-- TASK PROMPT --
The full set of records below is to be reproduced without a single alteration.

-- Stored dataset items --
==*==

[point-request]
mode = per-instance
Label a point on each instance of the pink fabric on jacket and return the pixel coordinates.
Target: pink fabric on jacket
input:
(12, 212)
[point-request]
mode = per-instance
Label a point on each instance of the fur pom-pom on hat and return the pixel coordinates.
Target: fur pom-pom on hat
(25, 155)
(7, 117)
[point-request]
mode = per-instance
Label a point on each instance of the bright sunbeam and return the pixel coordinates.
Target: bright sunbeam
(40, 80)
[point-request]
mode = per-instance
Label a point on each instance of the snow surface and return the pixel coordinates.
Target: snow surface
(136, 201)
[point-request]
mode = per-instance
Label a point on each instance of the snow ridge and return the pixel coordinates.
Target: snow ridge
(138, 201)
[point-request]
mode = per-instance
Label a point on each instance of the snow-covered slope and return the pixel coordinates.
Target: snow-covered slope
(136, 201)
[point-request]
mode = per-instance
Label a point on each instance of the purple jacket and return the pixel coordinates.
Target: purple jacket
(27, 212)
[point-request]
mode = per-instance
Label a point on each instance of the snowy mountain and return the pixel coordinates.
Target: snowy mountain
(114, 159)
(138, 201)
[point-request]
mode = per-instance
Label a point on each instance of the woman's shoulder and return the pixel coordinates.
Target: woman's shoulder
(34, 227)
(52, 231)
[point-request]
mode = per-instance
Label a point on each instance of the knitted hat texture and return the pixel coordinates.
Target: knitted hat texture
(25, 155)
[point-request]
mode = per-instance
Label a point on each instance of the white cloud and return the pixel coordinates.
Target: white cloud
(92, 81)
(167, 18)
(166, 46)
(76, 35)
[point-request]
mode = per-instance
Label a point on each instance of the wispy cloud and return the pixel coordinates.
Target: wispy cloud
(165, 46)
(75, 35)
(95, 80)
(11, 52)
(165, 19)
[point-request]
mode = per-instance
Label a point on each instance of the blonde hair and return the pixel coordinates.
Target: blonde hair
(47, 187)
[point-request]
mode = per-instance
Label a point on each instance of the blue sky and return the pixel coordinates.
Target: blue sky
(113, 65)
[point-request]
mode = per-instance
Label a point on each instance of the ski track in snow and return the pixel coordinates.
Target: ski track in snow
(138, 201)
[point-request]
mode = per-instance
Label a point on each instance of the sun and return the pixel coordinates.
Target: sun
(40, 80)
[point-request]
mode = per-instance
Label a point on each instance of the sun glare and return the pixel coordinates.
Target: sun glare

==*==

-- TASK OUTPUT --
[point-request]
mode = per-instance
Label a point on each instance of the pink fabric on jacket and return the pixel coordinates.
Target: pink fabric on jacket
input:
(12, 212)
[point-request]
mode = per-instance
Label a point on each instance of the fur pom-pom on hat and return the pixel coordinates.
Target: fur pom-pom on hat
(25, 155)
(7, 117)
[point-request]
mode = per-instance
Label a point on each instance of the bright sunbeam and return the pixel coordinates.
Target: bright sunbeam
(40, 80)
[point-request]
mode = per-instance
Label a point on each instance of the snow surface and return the pixel coordinates.
Target: snow surface
(136, 201)
[point-request]
mode = per-instance
Label a point on each instance of the snow ridge and return the pixel coordinates.
Target: snow ridge
(138, 201)
[point-request]
mode = per-instance
Label a point on each instance of the snow-covered slope and return the pixel coordinates.
Target: snow-covered slope
(136, 201)
[point-request]
mode = per-instance
Label a point on each instance of the purple jacket and return the pixel coordinates.
Target: purple jacket
(27, 212)
[point-request]
mode = per-instance
Label a point on each instance of the snowy mountain and return the pixel coordinates.
Target: snowy mountain
(114, 159)
(138, 201)
[point-request]
mode = per-instance
Label a point on each instance of the woman's shoulder and return the pixel coordinates.
Target: woman's shoulder
(34, 227)
(52, 231)
[point-request]
mode = per-instance
Label a point on each instance of the knitted hat texture and return the pixel coordinates.
Target: knitted hat texture
(25, 155)
[point-request]
mode = per-instance
Label a point on each instance of the white cloud and return the pixel coordinates.
Target: white cloud
(92, 81)
(167, 18)
(166, 46)
(76, 35)
[point-request]
mode = per-instance
Label a point on each instance of the wispy cloud and return the pixel coordinates.
Target: wispy cloud
(165, 46)
(75, 35)
(95, 80)
(11, 52)
(165, 19)
[point-request]
mode = per-instance
Label a point on each instance of the blonde hair and return the pixel coordinates.
Target: blonde hair
(47, 187)
[point-request]
mode = per-instance
Label a point on each instance of the blue sky and return the pixel coordinates.
Target: blue sky
(113, 65)
[point-request]
mode = per-instance
Label a point on each instance of the ski track in snow and return the pixel coordinates.
Target: ski track in snow
(138, 201)
[point-request]
mode = per-instance
Label a point on each instance of the sun and return the pixel coordinates.
Target: sun
(40, 80)
[point-request]
mode = per-instance
Label a point on each instance of the sun glare and return the pixel coordinates.
Target: sun glare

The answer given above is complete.